>> START SUPPLIED DATA
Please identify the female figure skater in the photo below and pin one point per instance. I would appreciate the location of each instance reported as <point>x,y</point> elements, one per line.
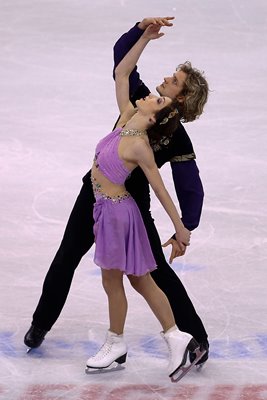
<point>122,245</point>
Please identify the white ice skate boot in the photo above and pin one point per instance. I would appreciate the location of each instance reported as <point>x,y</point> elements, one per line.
<point>110,356</point>
<point>179,344</point>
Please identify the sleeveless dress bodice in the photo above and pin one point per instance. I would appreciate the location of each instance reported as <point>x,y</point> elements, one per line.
<point>107,158</point>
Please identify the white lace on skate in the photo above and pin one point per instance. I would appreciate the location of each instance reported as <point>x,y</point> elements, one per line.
<point>110,356</point>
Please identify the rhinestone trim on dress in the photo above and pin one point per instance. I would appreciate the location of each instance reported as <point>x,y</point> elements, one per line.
<point>132,132</point>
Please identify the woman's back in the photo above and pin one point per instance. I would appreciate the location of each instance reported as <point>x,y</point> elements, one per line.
<point>114,161</point>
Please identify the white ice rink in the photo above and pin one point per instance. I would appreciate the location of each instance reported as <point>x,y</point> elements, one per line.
<point>56,100</point>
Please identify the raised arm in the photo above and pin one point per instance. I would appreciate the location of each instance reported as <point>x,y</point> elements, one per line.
<point>127,41</point>
<point>125,67</point>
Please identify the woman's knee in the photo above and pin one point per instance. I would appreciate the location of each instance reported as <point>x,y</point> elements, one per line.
<point>112,281</point>
<point>138,282</point>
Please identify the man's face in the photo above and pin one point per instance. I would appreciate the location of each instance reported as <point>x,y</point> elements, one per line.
<point>173,86</point>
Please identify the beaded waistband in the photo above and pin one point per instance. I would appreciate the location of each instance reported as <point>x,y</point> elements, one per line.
<point>101,195</point>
>> END SUPPLIED DATA
**WHAT IS BEING ASKED:**
Update every record by replacing "pin one point" with "place one point" and keep everything else the same. Leave the pictures out of the updated records.

**PROBLEM SOLUTION:**
Please identify the female figure skater in the photo below and place one point per instance. I would appreciate the location of each instance reported as <point>x,y</point> elements, one per line.
<point>122,245</point>
Please identify the white ice skate boot in the photo above and place one point per instance. I would appreciate the location of each instance reported as <point>x,y</point> elements, one per line.
<point>110,356</point>
<point>179,344</point>
Please identify the sleeveless dress bodice in the photo above and place one point per instance. I would appreciate the location of each instance reported as <point>x,y</point> elements, one per line.
<point>107,158</point>
Please identify the white lace on skate in the photo above and place one point per instance. I would appreciate the location of each instance reported as <point>x,y</point> elements, one per line.
<point>110,356</point>
Please identify the rhinestone trim on dress in the photo above and place one point per instance. I would appreciate the location of each instance reported as <point>x,y</point> elements, one per line.
<point>132,132</point>
Please identify the woman's back in the photo above and place one point per instance. I would appreciate the location of each instance reported as <point>x,y</point> elements, one per line.
<point>114,161</point>
Please identify the white ice rink in the photo above and place one point per instance. I would appreciate the location of each instance reported as <point>x,y</point> elements, one per line.
<point>56,100</point>
Please identify the raised arm in the photo above and place one point per instance. I would appreciate the location of each instance reported as <point>x,y</point> elements, one per line.
<point>127,41</point>
<point>125,67</point>
Please identify the woman's knee in the photo above and place one point per instance. I would appreciate the location of each instance reported as <point>x,y</point> elements, one per line.
<point>112,281</point>
<point>138,282</point>
Please identify the man's face in the photo above and place one point per instance. I would appreciate the location of each instance reported as <point>x,y</point> elements, one per line.
<point>173,86</point>
Please identify the beaded waistband in the photo above and place one point per instance. I would appreciate the location of each instance reported as <point>x,y</point> elements, one per line.
<point>101,195</point>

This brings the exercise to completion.